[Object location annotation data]
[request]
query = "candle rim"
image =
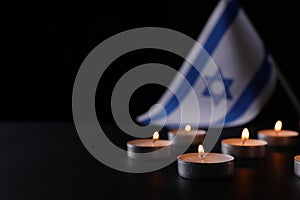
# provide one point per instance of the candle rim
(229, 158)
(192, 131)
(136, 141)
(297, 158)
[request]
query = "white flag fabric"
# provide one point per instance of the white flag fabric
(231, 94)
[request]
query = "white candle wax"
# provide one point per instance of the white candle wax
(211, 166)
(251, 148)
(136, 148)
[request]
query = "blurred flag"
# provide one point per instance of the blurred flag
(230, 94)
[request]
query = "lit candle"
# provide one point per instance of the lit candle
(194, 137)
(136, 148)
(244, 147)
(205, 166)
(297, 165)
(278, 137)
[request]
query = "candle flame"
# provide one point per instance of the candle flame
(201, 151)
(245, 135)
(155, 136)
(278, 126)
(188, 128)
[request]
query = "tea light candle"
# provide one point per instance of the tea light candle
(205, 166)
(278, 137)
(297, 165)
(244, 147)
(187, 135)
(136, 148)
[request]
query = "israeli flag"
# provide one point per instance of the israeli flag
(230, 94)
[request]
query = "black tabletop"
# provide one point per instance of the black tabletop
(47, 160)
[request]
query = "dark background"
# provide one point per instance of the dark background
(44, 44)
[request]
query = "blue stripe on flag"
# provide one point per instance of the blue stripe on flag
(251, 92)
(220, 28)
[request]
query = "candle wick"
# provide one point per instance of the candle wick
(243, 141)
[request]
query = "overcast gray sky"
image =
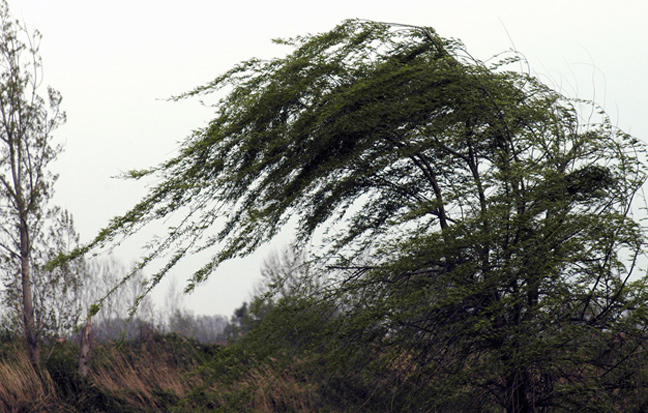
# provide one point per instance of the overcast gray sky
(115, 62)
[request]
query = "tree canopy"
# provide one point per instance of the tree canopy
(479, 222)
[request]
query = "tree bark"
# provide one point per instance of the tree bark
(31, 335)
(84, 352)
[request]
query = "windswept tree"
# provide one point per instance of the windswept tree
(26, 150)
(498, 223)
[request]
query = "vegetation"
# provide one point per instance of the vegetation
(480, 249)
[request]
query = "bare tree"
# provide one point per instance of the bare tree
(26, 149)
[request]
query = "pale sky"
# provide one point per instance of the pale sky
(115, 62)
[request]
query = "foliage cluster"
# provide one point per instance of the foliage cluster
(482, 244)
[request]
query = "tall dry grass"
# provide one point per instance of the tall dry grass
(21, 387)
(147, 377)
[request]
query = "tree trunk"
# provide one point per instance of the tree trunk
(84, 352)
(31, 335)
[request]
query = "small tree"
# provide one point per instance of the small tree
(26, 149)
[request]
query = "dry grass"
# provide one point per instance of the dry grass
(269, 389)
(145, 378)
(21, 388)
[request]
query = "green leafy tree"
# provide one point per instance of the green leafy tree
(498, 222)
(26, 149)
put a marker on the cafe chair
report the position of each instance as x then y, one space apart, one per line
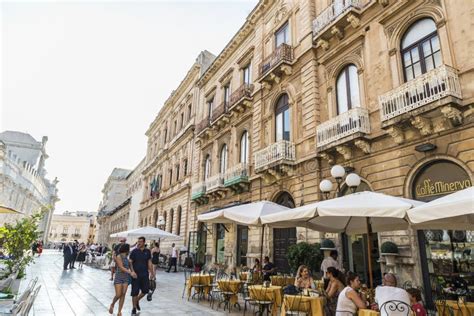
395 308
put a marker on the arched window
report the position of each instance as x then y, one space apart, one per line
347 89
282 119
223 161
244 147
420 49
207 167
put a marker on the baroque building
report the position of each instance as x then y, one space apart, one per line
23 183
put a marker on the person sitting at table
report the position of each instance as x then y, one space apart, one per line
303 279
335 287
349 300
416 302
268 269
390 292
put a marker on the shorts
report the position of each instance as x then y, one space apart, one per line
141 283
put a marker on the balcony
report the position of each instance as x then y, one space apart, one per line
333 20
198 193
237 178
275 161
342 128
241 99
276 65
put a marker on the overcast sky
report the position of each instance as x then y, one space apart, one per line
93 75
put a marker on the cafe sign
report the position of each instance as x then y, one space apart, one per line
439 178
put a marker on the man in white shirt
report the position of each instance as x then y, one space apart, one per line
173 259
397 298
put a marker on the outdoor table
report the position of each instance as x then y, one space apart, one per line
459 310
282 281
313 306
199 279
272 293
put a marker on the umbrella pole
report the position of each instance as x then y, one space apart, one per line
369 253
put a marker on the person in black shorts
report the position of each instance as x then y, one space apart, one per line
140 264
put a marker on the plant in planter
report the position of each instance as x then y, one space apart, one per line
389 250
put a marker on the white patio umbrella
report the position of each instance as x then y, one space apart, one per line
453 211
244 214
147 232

Written exercise -
Reproduce the records, all of them, word for word; omit the pictures.

Exercise output -
[request]
query = "candle rim"
image =
# provide one point per instance of the candle rim
(229, 158)
(192, 131)
(136, 141)
(297, 158)
[request]
query = "white flag fabric"
# provide one point per instance of the white flag fabric
(231, 94)
[request]
query = "white candle wax"
# provide one point per instance of the white candle wax
(211, 166)
(251, 148)
(136, 148)
[request]
query = "blurred flag"
# provide one point per instance of the blurred flag
(230, 94)
[request]
query = "lit candle"
# provide one point per instance of the lit candle
(194, 137)
(136, 148)
(244, 147)
(205, 166)
(297, 165)
(278, 137)
[request]
query = "candle flame"
# provide one point per instance of the candle flame
(201, 151)
(245, 135)
(155, 136)
(278, 126)
(188, 128)
[request]
query = "tea light candle"
# provide one point per instance of the tea light candle
(205, 166)
(278, 137)
(297, 165)
(244, 147)
(187, 135)
(136, 148)
[request]
query = "israeli flag"
# provide one point per instance of the israeli flag
(230, 94)
[request]
query = "black tabletop"
# provide one point per instance of the black tabletop
(47, 160)
[request]
query = "dark background"
# provide one point per instance of the dark background
(44, 44)
[request]
query = "blue stripe on flag"
# provide one point per instance of the blue stripe on flag
(251, 92)
(220, 28)
[request]
query = "candle wick"
# provide one point per instance of the candle wick
(243, 141)
[request]
query = "overcast gray sky"
image =
# provide one point per instance of the overcast gray sky
(115, 62)
[request]
query = "tree canopy"
# provide one point per instance of the tree canopy
(479, 222)
[request]
query = "tree bark"
# provide one point per instance of the tree bark
(31, 335)
(84, 352)
[request]
query = "windswept tree"
# provide one point per instance of the windswept tree
(26, 150)
(498, 223)
[request]
query = "vegetation"
# provide one point per instance of the vegetation
(480, 249)
[request]
query = "bare tree"
# provide one point per instance of the bare tree
(26, 149)
[request]
query = "pale sky"
# provide one point per instance of the pale sky
(115, 62)
[request]
query = "foliage cluster"
# provide one point per instance of the foliage cluster
(482, 244)
[request]
query = "tall dry grass"
# provide one point per instance of the tall dry grass
(21, 387)
(147, 377)
[request]
query = "tree trunk"
# provide one point per instance of the tree trunk
(84, 352)
(31, 335)
[request]
query = "small tree"
# provide one point per instance of the small tree
(26, 149)
[request]
query = "dry grass"
# provide one point per instance of the dry grass
(269, 389)
(145, 378)
(21, 388)
[request]
query = "green leafy tree"
# provide one point per instance of the green leafy tree
(498, 222)
(26, 149)
put a marker on the cafe chair
report the position of each instance as x then y, one space apart, one per line
395 308
put a marker on the arched window
report the position of each instance as x then y, one space apart, one per line
347 89
282 119
223 161
244 147
420 49
207 167
put a marker on the baroque building
report the position of each instance as x then y, one space apart, one per line
23 183
put a marker on the person sitting at table
report the position of each instance as x then y, one space apart, one per line
303 279
335 287
349 300
416 302
268 269
390 292
put a marker on the shorts
report the position of each instance as x then y, one space apart, one per line
141 283
put a marker on the balcony
report the position of each instance as x then y, one space apart, one per line
333 20
198 193
237 178
275 161
342 128
241 99
276 65
put a marker on the overcast sky
report the position of each instance as x then y, one space apart, one per line
93 75
put a marker on the cafe sign
report the position of each instance as x then y, one space apart, one per line
439 178
put a marker on the man in white shirt
report the position of each instance as x then y, one space apart, one per line
173 259
397 298
put a marker on the outdoor table
report the position of each instance as x then y, one space apart, one per line
459 310
282 281
313 306
199 279
272 293
put a marker on the umbrella pole
report the position of each instance as x then y, one space apart, one per line
369 253
put a marker on the person in black shorts
report the position of each instance as x then y, one space apart, one per line
140 264
put a marker on the plant in planter
report the position of each instance as x then y, one space apart, one per line
389 250
put a marker on the white patio umbrella
report the position of each instance as x then y, one space apart, one per line
453 211
244 214
147 232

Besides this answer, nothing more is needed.